Print the whole listing again, exactly as it stands.

━━━━━━━━━━━━━━━━━━━━━━━━━━━━━━

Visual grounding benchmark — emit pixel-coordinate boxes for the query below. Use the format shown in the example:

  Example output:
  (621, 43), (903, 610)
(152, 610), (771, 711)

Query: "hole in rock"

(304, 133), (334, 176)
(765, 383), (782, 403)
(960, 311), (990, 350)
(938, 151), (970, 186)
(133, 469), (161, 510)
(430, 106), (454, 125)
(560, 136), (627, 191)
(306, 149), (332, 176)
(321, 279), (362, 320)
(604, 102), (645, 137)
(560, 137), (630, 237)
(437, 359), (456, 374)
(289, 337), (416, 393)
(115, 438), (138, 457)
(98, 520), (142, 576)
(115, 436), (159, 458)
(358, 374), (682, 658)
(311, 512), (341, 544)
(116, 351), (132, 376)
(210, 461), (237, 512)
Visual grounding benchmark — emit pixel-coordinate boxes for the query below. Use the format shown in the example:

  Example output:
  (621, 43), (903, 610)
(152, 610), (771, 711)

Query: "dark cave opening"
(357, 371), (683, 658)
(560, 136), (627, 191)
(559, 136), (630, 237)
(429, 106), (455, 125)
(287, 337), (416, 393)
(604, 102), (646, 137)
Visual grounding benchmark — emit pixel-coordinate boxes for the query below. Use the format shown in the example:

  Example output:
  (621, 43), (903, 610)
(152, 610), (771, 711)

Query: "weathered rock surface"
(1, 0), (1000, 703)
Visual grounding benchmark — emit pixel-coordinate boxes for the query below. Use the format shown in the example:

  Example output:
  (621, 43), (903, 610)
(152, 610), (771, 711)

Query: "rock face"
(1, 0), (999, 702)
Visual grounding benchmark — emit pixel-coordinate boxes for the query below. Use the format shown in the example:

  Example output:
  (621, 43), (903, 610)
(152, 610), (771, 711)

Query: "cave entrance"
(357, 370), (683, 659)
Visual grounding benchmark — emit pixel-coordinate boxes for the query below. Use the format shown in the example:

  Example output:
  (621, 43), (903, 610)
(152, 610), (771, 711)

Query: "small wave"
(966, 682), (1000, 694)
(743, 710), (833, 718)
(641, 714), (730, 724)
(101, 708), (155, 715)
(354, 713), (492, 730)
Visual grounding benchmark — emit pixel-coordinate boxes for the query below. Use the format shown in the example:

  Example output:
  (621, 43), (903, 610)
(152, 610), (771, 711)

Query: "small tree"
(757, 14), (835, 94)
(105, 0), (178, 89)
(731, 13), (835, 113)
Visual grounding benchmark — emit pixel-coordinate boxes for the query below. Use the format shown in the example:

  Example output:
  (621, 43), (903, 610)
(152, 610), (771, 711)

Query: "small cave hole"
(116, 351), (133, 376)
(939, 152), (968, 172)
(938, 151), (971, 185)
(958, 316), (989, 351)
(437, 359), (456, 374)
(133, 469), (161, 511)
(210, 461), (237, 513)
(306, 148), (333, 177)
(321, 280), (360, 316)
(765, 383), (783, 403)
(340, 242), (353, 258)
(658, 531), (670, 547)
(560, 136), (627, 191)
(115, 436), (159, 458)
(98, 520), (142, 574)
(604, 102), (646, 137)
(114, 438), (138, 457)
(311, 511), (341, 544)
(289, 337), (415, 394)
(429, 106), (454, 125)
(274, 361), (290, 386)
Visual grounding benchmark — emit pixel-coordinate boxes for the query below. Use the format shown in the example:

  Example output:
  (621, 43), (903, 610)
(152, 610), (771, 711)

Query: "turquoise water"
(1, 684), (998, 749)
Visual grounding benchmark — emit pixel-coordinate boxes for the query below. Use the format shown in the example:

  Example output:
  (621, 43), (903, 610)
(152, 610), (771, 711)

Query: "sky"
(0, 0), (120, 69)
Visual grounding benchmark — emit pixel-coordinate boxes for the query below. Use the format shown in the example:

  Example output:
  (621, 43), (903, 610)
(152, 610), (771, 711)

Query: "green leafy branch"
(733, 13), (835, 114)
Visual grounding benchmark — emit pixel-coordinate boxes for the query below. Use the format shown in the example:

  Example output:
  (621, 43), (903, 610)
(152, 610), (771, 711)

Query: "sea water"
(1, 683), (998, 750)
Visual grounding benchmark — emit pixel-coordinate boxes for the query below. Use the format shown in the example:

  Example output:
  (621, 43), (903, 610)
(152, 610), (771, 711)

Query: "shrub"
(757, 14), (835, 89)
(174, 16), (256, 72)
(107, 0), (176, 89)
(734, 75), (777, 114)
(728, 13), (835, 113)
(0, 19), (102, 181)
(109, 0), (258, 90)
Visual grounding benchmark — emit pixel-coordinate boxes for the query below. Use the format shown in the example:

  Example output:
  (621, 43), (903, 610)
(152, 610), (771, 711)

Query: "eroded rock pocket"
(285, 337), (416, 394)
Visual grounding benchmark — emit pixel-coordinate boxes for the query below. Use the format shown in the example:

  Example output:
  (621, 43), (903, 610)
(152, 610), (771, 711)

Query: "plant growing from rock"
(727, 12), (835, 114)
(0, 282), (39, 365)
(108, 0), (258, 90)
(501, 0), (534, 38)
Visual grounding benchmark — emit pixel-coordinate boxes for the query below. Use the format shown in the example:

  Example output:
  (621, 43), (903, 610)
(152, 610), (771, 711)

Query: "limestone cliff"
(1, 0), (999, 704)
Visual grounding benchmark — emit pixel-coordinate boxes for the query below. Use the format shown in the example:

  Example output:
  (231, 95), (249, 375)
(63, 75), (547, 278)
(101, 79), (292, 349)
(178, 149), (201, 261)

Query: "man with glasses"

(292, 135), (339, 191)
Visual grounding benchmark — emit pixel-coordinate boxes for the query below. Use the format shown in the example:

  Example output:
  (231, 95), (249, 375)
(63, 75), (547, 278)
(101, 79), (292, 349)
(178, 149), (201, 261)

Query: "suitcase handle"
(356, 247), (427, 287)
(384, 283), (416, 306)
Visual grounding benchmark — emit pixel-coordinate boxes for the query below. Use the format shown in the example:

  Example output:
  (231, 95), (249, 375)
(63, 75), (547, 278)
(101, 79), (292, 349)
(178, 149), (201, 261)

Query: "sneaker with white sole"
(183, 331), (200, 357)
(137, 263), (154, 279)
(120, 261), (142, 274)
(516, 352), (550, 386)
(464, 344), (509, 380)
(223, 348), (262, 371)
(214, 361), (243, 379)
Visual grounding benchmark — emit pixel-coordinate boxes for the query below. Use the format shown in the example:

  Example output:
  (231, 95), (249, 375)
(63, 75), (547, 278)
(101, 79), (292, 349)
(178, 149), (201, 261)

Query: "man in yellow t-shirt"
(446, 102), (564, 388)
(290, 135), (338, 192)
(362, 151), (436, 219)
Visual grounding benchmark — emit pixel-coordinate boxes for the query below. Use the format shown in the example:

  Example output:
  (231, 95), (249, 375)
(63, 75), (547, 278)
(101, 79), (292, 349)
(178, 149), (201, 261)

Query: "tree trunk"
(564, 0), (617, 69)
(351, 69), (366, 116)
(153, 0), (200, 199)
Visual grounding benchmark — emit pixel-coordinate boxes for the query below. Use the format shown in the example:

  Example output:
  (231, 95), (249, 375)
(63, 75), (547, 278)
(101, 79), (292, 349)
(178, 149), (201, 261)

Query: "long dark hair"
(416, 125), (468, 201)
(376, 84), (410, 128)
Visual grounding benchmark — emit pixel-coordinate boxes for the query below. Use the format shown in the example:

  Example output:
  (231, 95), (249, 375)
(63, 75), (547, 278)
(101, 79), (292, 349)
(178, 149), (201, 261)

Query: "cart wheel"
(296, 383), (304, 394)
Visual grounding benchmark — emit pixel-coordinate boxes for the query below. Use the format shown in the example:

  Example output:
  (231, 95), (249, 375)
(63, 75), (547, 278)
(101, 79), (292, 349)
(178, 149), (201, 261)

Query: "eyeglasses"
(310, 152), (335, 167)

━━━━━━━━━━━━━━━━━━━━━━━━━━━━━━

**TASK RESPONSE:**
Visual grounding benchmark — emit pixel-coordinate boxes for the query below. Use the format shown in the example:

  Example output:
  (621, 43), (903, 610)
(152, 610), (771, 711)

Query: "hole in rock"

(304, 133), (334, 176)
(765, 383), (782, 403)
(960, 311), (990, 350)
(938, 151), (970, 186)
(133, 469), (161, 510)
(430, 106), (454, 125)
(560, 136), (627, 191)
(306, 149), (332, 176)
(321, 279), (362, 320)
(604, 102), (645, 137)
(560, 137), (630, 237)
(437, 359), (456, 374)
(289, 337), (416, 393)
(115, 438), (138, 457)
(98, 520), (142, 576)
(115, 436), (159, 458)
(358, 374), (682, 658)
(311, 512), (341, 544)
(116, 351), (132, 376)
(210, 461), (237, 512)
Visual grounding benchmark — emit pixel-coordinate boxes for the query below. Use the format shown in the example:

  Example output:
  (621, 43), (903, 610)
(152, 610), (771, 711)

Query: "dark cave opening"
(357, 371), (683, 658)
(560, 136), (627, 191)
(559, 136), (630, 237)
(429, 106), (455, 125)
(287, 337), (416, 393)
(604, 102), (646, 137)
Visual grounding benchmark — emit pixel-coordinate boxes for the query below. Use the format shown in the example:

  Example output:
  (621, 43), (903, 610)
(152, 610), (771, 711)

Query: "weathered rock surface"
(1, 0), (1000, 703)
Visual grounding benchmark — emit pixel-coordinate boxes for the query below. Use the format shown in the example:

  Example output:
  (621, 43), (903, 610)
(152, 610), (771, 711)

Query: "rock face"
(1, 0), (999, 702)
Visual grounding benchmark — emit pixel-coordinate boxes for the query below. Use the format shown in the example:

  Example output:
  (621, 43), (903, 610)
(152, 610), (771, 711)

Query: "cave entrance"
(357, 370), (683, 659)
Visual grounding benchmark — emit pixel-coordinate boxes for the query below. Use the format shown in the example:

  Example output:
  (621, 43), (903, 610)
(152, 610), (771, 711)

Query: "small wave"
(966, 682), (1000, 694)
(743, 710), (833, 718)
(641, 714), (730, 724)
(101, 708), (155, 715)
(354, 713), (492, 730)
Visual grounding benchmark — emit pixel-coordinate boxes for the query below. Use the format shown in the example:

  Example output:
  (621, 43), (903, 610)
(152, 610), (771, 711)

Query: "small tree"
(757, 14), (835, 94)
(105, 0), (178, 89)
(731, 13), (835, 113)
Visual grounding benchmark — emit pixel-coordinate boxes for the query below. Use the format shown in the example:

  Example output:
  (621, 43), (903, 610)
(152, 610), (771, 711)

Query: "small cave hole"
(116, 351), (133, 376)
(939, 152), (968, 172)
(938, 151), (971, 185)
(958, 316), (989, 351)
(437, 359), (456, 374)
(133, 469), (161, 511)
(210, 461), (237, 513)
(306, 148), (333, 177)
(321, 280), (360, 316)
(765, 383), (783, 403)
(340, 242), (353, 258)
(658, 531), (670, 547)
(560, 136), (627, 191)
(115, 436), (159, 458)
(98, 520), (142, 574)
(604, 102), (646, 137)
(114, 438), (138, 457)
(311, 511), (341, 544)
(289, 337), (415, 394)
(429, 106), (454, 125)
(274, 361), (290, 386)
Visual grounding benchmark — emit pixel-coordinate boxes for the query below. Use the format shown in the example:

  Example output:
  (621, 43), (903, 610)
(152, 610), (771, 711)

Query: "turquoise water"
(1, 684), (998, 749)
Visual grounding benchmark — emit pixel-coordinate boxes for the query below. Use the format shown in the example:

  Example output:
  (621, 43), (903, 610)
(152, 610), (771, 711)

Query: "sky"
(0, 0), (120, 69)
Visual grounding benchmark — emit pixel-coordinate boxes for the query below. Use the format shown in the example:

  Example output:
  (621, 43), (903, 610)
(152, 610), (771, 711)

Query: "green leafy branch"
(733, 13), (835, 114)
Visual grounding benchmark — emit pixel-coordinate boxes for the query below. Use the format shown in the example:

  Example output:
  (621, 43), (903, 610)
(152, 610), (771, 711)

Query: "sea water"
(1, 683), (998, 750)
Visual grounding benchmark — emit pixel-coordinate boxes for the query below. Use the format shown in the example:

  Example output:
  (621, 43), (903, 610)
(152, 610), (771, 711)

Query: "shrub"
(757, 14), (835, 89)
(174, 16), (256, 72)
(107, 0), (176, 89)
(734, 75), (777, 114)
(728, 13), (835, 113)
(0, 19), (102, 181)
(109, 0), (258, 90)
Visual grounding benchmark — emit pixel-coordinate boxes for the query below. Use the format shown in the example:

  Example output:
  (621, 43), (903, 610)
(152, 610), (771, 711)

Query: "eroded rock pocket"
(285, 337), (416, 394)
Visual grounding benchmark — emit pixel-coordinate boxes for the query below. Use the format shown in the example:

  Example output:
  (621, 43), (903, 610)
(152, 610), (771, 711)

Query: "plant growing from rock"
(727, 12), (835, 114)
(0, 282), (39, 365)
(108, 0), (258, 90)
(501, 0), (534, 38)
Visual grounding benchmark — emit pixel-coordinate boxes for the query below. Use the format shown in the example:

  Example output:
  (621, 43), (903, 610)
(152, 610), (771, 711)

Query: "limestone cliff"
(1, 0), (999, 704)
Visual grounding benchmark — emit pixel-coordinate boxes for the query below. Use the format shown in the example:

  Example output:
  (231, 95), (249, 375)
(63, 75), (547, 278)
(101, 79), (292, 349)
(178, 149), (201, 261)

Query: "man with glasses"

(292, 135), (339, 191)
Visual grounding benchmark — emit pixel-coordinate boxes for the query below. Use the format shown in the example:

  Example output:
  (231, 95), (249, 375)
(63, 75), (547, 278)
(101, 79), (292, 349)
(178, 149), (201, 261)

Query: "suitcase handle"
(356, 247), (427, 287)
(384, 283), (416, 306)
Visual grounding benchmark — emit pixel-coordinate boxes for the query below. Use the format shown in the example:

  Example output:
  (231, 95), (249, 375)
(63, 75), (547, 278)
(101, 79), (292, 349)
(178, 149), (201, 261)

Query: "sneaker with white sole"
(183, 331), (200, 357)
(137, 263), (154, 279)
(120, 261), (142, 274)
(516, 352), (550, 386)
(464, 344), (509, 380)
(223, 348), (262, 371)
(214, 361), (243, 379)
Visual grounding benchmark — emit pixel-coordinate boxes for the query below. Use the format shown in the example:

  Example output:
  (231, 95), (249, 375)
(63, 75), (547, 278)
(101, 79), (292, 349)
(178, 149), (201, 261)

Query: "man in yellow t-shirt"
(446, 102), (564, 388)
(290, 135), (338, 192)
(362, 151), (436, 219)
Visual grounding benchmark — emit pixel-coordinate boxes for the query below. Use the format shown in the example:

  Example output:
  (231, 95), (249, 375)
(63, 75), (547, 278)
(101, 79), (292, 349)
(178, 149), (201, 261)

Query: "tree trunk"
(564, 0), (617, 69)
(351, 69), (366, 116)
(153, 0), (200, 199)
Visual grounding benchmark — emit pixel-coordinate boxes for the query below. Use the format shown in the example:

  Example output:
  (231, 95), (249, 375)
(63, 75), (547, 278)
(101, 79), (292, 349)
(178, 149), (201, 261)

Query: "long dark hair"
(416, 125), (468, 201)
(376, 84), (410, 128)
Visual grounding benchmark — emit pixel-coordinate boxes for the query below. Use the format shown in the example:

  Example output:
  (231, 95), (249, 375)
(63, 75), (547, 278)
(101, 79), (292, 349)
(178, 149), (201, 261)

Query: "cart wheel"
(296, 383), (304, 394)
Visual grounding benchmark — emit pixel-coordinate boxes for the query below. Use the format shown in the example:

  Example output:
  (231, 95), (249, 375)
(63, 75), (547, 278)
(101, 79), (292, 349)
(178, 149), (201, 261)

Query: "eyeglasses"
(310, 152), (335, 167)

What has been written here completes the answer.